### WHAT THE TASK REQUIRES
Search the material below for the word "leather". Copy every line where it is found.

START DATASET ENTRIES

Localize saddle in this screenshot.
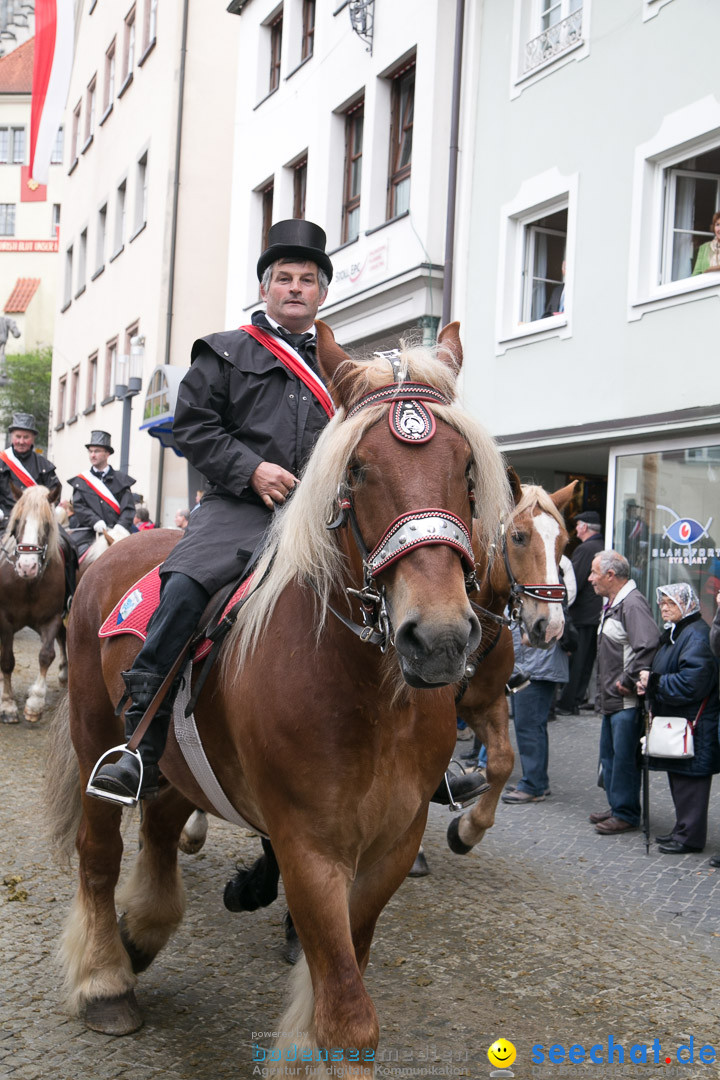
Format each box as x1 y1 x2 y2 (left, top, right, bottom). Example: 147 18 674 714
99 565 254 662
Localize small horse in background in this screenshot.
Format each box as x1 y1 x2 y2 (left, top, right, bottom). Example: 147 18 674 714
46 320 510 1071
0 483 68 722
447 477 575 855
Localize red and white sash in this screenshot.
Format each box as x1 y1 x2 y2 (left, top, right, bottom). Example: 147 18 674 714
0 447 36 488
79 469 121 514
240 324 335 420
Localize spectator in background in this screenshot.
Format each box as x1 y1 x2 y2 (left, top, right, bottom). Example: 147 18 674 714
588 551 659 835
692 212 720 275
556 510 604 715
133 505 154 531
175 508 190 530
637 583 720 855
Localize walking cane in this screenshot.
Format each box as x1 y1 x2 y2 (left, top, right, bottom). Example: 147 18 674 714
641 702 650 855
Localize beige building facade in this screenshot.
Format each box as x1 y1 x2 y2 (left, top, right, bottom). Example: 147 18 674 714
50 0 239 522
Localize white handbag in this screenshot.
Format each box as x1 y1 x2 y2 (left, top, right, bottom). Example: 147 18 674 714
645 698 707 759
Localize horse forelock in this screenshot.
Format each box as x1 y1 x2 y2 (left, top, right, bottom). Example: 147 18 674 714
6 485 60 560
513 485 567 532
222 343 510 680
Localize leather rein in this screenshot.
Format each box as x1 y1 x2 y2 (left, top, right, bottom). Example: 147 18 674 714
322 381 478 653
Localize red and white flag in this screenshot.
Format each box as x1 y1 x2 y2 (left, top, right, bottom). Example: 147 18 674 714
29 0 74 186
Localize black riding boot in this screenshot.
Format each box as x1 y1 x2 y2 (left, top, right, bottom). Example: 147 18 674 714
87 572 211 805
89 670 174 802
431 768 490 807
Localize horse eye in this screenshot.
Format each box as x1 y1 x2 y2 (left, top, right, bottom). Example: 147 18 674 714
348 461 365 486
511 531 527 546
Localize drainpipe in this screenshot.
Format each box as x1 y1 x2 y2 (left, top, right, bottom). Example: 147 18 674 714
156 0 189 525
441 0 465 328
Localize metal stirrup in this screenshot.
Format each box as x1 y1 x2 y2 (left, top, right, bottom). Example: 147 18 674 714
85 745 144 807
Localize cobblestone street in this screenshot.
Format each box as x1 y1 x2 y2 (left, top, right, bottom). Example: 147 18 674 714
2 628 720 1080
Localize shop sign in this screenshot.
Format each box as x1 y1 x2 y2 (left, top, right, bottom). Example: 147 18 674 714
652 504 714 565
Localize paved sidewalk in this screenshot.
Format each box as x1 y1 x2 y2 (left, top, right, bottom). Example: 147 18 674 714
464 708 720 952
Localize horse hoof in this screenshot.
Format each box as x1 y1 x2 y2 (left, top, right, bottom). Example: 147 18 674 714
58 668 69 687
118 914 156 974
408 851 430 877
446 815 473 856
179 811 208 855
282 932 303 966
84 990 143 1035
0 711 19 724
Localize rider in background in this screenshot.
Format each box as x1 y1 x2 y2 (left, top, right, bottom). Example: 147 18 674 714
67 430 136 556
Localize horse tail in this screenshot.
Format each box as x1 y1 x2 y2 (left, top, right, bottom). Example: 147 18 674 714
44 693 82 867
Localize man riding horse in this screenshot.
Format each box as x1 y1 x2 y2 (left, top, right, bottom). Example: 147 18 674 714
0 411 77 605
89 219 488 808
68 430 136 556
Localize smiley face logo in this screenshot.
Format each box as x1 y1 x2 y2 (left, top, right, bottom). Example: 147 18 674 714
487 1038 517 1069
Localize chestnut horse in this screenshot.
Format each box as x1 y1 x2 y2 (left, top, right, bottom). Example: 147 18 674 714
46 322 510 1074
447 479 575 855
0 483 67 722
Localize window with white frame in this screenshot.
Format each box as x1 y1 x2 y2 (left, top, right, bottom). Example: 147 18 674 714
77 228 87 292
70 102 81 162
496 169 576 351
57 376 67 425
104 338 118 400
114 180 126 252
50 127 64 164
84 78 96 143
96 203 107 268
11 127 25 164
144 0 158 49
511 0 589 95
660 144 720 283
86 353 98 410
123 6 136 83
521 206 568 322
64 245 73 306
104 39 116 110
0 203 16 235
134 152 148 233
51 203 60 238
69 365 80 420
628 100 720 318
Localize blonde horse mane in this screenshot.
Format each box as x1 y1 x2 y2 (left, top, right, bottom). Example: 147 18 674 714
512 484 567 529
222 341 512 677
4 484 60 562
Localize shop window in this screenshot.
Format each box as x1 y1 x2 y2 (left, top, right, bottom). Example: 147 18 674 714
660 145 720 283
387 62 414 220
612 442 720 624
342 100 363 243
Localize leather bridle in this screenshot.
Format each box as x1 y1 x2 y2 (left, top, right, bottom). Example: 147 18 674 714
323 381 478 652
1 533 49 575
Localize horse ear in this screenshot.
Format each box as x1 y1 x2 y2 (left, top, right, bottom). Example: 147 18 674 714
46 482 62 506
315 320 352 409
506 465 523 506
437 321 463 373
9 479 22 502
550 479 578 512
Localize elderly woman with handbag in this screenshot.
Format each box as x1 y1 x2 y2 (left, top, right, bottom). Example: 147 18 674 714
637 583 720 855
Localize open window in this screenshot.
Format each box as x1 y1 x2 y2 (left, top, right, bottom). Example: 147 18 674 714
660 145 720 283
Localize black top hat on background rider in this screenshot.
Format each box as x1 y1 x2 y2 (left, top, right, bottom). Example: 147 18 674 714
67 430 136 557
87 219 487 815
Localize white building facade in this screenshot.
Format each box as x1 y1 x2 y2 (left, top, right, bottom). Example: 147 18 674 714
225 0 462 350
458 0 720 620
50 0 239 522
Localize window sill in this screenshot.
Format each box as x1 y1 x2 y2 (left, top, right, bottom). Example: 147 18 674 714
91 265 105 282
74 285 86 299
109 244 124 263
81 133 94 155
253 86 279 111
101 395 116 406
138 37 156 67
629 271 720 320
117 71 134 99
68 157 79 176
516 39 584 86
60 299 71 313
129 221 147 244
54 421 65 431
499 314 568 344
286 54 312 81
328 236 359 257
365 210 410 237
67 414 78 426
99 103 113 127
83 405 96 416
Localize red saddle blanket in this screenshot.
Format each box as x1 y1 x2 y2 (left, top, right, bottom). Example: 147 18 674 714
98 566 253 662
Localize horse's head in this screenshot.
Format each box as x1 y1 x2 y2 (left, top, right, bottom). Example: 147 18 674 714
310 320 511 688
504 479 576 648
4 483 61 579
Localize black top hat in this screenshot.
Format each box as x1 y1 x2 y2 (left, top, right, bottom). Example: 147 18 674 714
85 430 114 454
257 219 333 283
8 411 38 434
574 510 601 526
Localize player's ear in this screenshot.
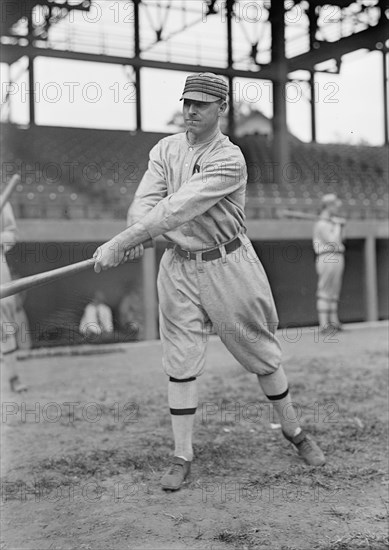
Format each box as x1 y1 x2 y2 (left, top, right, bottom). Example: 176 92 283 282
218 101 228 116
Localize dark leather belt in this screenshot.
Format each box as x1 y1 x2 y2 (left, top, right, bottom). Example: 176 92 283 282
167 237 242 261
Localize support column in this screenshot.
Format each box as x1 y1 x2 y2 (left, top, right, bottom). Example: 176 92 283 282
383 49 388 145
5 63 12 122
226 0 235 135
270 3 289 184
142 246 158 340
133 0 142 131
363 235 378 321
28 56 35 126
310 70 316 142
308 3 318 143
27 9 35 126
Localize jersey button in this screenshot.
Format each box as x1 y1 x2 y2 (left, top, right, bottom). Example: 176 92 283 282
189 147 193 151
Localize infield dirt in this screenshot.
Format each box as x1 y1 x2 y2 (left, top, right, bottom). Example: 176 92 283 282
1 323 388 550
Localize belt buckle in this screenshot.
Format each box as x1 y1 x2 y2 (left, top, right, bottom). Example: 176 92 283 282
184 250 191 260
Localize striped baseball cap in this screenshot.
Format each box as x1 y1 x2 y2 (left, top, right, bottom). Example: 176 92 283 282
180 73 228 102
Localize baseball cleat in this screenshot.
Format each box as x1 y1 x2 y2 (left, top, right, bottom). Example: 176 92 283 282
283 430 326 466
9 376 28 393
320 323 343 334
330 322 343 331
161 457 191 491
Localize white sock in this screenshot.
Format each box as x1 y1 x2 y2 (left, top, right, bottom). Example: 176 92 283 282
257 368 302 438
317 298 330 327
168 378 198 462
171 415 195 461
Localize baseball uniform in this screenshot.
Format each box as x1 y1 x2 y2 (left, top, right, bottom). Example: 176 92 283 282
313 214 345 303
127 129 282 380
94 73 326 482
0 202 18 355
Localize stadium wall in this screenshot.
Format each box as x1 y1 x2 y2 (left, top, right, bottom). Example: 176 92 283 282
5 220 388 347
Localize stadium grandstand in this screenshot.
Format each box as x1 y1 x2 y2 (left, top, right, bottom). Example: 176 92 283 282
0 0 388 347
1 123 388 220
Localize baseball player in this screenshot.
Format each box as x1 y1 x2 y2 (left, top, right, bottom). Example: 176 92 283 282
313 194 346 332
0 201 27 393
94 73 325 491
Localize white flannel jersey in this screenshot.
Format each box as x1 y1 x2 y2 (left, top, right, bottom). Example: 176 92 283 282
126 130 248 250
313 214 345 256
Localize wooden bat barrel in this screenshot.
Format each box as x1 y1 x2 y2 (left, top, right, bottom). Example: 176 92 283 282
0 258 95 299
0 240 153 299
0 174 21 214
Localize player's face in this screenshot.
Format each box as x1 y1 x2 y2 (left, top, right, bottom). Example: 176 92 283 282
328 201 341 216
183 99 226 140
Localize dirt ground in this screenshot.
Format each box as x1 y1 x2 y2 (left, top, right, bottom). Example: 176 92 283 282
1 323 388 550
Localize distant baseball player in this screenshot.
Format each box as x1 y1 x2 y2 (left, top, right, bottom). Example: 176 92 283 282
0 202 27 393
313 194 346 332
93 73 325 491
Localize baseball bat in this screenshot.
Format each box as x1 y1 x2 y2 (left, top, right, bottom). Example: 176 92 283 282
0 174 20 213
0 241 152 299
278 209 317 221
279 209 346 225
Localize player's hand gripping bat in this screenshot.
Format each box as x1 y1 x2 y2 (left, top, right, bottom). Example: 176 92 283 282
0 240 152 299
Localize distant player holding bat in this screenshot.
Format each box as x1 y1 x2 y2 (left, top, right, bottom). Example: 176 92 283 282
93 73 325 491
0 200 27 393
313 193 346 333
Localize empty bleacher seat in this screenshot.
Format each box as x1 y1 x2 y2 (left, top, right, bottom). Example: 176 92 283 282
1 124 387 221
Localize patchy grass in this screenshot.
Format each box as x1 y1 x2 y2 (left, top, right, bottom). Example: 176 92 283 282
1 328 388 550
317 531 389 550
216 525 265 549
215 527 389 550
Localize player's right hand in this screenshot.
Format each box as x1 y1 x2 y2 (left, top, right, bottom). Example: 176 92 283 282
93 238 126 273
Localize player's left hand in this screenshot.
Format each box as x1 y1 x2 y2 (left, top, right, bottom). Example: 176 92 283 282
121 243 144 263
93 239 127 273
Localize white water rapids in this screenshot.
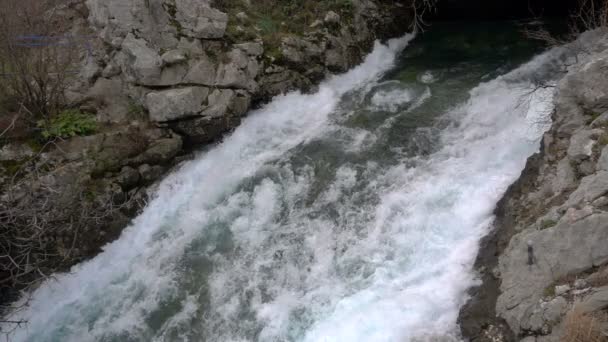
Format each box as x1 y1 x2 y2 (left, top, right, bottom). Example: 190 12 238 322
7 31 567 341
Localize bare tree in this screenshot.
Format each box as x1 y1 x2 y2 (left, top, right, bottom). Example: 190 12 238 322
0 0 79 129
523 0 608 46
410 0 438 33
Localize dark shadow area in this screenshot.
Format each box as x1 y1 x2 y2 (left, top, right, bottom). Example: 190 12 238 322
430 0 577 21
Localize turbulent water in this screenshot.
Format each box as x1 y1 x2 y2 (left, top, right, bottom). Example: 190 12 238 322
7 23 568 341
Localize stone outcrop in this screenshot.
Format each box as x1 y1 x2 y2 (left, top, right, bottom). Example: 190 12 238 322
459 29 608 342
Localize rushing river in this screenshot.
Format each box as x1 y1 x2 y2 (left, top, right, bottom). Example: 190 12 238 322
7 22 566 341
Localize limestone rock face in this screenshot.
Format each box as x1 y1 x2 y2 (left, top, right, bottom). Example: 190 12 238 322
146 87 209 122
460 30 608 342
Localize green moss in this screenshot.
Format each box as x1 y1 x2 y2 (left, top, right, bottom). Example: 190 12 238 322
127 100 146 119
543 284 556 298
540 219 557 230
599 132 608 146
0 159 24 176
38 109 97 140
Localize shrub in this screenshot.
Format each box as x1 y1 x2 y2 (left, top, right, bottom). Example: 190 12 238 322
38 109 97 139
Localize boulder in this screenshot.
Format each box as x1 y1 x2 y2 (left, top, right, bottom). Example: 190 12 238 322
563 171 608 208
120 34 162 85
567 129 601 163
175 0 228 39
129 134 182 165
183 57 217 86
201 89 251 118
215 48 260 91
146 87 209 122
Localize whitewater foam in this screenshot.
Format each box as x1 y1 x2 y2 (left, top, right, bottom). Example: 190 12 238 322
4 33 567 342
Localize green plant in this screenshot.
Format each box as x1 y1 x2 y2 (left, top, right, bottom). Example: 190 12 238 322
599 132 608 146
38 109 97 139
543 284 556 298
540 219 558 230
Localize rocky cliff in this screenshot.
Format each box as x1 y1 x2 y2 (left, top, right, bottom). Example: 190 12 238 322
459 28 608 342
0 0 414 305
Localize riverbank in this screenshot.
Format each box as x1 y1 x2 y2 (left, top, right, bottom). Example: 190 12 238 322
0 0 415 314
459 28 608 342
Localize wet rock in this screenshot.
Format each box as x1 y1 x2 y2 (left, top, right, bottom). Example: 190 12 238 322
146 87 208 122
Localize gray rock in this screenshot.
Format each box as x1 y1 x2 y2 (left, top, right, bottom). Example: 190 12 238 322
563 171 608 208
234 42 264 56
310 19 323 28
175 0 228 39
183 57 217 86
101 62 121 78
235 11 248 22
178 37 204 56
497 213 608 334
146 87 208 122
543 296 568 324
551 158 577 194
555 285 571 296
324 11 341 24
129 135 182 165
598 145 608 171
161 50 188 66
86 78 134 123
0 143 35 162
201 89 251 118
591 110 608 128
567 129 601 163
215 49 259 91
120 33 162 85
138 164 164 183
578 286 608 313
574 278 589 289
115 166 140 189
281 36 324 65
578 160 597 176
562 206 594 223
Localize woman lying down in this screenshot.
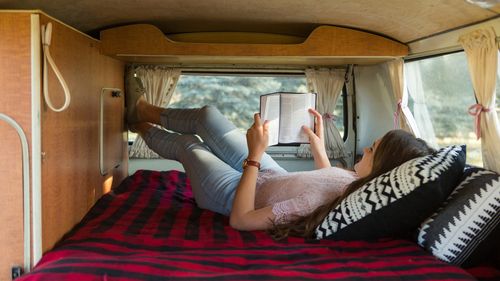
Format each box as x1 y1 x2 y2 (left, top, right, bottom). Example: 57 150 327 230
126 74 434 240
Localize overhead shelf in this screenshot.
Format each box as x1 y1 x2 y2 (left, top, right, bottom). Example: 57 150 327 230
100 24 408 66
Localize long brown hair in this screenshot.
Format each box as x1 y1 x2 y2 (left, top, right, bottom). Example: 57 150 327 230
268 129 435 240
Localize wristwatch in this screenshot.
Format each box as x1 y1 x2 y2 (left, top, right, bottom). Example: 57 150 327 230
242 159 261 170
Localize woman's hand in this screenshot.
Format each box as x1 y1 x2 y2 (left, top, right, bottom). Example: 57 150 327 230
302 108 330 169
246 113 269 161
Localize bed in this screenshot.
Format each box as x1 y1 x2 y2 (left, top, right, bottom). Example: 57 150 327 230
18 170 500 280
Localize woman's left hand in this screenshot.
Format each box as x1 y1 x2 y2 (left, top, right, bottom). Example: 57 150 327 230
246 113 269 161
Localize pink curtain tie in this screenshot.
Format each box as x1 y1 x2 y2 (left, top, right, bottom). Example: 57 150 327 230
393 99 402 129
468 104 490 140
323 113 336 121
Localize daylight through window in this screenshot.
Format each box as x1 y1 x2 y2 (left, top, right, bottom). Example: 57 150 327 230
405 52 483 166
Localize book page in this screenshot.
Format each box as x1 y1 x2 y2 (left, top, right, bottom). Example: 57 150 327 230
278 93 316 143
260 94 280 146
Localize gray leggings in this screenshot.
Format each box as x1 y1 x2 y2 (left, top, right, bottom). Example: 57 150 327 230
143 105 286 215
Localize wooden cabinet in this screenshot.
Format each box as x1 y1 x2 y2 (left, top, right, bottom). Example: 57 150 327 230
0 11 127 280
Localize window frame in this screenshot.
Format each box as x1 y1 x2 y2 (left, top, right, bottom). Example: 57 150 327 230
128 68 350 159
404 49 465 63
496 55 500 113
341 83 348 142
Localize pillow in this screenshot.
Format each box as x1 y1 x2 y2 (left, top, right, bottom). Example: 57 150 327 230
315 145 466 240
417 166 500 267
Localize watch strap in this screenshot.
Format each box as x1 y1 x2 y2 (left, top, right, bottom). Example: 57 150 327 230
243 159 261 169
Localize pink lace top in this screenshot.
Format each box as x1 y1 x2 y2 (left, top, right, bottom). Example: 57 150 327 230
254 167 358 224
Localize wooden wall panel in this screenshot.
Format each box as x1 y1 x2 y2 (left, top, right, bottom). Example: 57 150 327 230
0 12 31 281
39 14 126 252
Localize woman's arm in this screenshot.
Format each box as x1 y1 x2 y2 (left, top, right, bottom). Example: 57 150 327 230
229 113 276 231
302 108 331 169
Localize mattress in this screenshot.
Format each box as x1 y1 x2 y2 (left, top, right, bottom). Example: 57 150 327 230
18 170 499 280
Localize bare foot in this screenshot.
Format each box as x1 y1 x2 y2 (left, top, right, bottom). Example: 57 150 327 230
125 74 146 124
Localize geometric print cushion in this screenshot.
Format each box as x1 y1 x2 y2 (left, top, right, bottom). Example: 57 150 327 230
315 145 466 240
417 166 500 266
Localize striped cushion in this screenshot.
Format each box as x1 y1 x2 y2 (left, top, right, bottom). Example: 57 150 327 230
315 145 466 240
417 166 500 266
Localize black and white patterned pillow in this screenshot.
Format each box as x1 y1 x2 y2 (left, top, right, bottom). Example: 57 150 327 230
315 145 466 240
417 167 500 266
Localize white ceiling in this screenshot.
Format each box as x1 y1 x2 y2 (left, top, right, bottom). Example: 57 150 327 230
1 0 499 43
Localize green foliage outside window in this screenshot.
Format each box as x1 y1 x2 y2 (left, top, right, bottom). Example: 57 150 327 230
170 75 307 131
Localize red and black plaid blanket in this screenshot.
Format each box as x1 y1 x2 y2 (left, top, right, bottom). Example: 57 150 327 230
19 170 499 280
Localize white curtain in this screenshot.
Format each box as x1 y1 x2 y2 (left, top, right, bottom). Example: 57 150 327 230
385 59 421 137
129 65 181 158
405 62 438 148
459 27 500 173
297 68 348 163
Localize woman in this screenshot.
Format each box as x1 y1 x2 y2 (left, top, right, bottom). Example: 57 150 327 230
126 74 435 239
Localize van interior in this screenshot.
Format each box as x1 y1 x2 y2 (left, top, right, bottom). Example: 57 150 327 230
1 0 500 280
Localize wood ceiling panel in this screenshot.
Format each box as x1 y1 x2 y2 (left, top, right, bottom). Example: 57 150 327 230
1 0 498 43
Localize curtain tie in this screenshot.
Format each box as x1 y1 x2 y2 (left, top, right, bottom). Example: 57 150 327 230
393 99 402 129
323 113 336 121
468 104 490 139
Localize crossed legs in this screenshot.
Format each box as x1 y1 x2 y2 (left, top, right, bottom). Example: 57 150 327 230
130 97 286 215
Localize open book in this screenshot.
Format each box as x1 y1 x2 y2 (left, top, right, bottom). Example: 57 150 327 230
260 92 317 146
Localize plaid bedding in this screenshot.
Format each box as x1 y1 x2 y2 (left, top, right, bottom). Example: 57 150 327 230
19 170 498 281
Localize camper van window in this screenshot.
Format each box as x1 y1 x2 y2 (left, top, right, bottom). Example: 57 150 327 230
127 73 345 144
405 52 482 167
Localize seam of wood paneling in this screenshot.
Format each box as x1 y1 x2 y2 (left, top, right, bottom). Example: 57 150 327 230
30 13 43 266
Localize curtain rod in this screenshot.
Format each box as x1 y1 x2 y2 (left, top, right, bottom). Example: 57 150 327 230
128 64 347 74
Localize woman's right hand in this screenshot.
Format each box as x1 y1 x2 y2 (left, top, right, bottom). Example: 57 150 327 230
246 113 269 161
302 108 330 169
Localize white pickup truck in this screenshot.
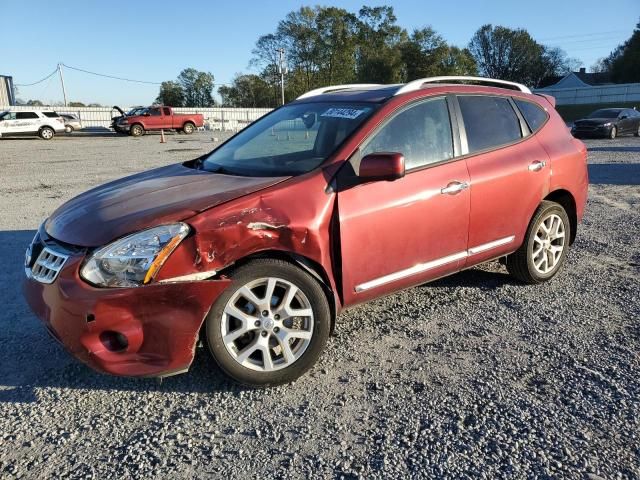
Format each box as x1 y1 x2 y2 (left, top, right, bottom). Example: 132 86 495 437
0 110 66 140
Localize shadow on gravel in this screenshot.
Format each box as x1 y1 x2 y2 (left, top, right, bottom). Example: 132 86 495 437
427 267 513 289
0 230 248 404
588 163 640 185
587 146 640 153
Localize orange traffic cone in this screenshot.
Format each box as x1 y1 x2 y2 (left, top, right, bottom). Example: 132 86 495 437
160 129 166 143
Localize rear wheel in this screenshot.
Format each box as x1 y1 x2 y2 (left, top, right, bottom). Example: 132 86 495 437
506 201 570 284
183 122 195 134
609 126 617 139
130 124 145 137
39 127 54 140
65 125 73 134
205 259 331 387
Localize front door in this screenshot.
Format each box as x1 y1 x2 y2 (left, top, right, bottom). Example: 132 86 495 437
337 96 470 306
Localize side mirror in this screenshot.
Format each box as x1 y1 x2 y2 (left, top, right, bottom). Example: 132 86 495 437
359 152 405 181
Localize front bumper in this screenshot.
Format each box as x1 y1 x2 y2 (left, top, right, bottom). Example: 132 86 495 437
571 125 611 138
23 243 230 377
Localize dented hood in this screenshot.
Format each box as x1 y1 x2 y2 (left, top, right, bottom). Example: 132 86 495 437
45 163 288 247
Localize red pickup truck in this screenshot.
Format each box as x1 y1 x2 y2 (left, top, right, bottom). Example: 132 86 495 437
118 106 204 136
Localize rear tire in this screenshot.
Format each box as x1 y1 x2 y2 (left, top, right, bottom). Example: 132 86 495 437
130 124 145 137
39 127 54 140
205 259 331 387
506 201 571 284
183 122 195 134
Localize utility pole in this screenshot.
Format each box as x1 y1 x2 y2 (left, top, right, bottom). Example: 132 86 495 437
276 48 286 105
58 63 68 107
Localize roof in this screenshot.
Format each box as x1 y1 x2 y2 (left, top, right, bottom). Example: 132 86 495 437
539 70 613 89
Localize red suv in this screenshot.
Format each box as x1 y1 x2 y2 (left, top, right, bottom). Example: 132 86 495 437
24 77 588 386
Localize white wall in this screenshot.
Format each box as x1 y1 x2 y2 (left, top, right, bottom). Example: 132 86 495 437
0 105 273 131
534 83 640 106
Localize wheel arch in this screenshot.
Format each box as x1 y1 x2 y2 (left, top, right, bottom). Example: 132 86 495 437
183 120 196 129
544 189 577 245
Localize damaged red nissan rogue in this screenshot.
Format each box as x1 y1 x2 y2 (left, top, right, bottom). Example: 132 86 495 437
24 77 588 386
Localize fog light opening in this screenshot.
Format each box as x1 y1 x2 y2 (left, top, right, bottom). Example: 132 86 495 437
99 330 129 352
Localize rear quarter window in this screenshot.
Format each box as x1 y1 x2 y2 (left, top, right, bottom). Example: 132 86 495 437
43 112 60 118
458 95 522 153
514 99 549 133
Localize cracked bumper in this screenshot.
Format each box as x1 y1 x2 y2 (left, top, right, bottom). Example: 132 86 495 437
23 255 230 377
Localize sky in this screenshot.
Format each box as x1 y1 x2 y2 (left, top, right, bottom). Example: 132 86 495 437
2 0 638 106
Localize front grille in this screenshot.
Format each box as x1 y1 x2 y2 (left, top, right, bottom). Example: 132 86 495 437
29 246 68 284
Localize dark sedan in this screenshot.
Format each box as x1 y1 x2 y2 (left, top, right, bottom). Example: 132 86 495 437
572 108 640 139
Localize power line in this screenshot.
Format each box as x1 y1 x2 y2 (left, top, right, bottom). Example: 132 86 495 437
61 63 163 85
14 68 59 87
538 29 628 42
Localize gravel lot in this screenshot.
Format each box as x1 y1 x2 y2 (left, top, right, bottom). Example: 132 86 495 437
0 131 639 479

END DATASET ENTRIES

### OUTPUT
Localize leather rein in this screenshot.
Localize leather bridle in this screenshot.
Localize dark leather belt in this screenshot.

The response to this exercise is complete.